>> begin EXTRACTED DATA
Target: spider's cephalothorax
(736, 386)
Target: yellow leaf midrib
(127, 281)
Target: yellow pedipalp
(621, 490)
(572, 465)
>> end EXTRACTED DATA
Transcribe the listing above line for line, keeping every word and number unchanged.

Target: spider's cephalothorax
(736, 386)
Target: yellow leaf midrib
(127, 281)
Target: yellow pedipalp
(621, 490)
(572, 465)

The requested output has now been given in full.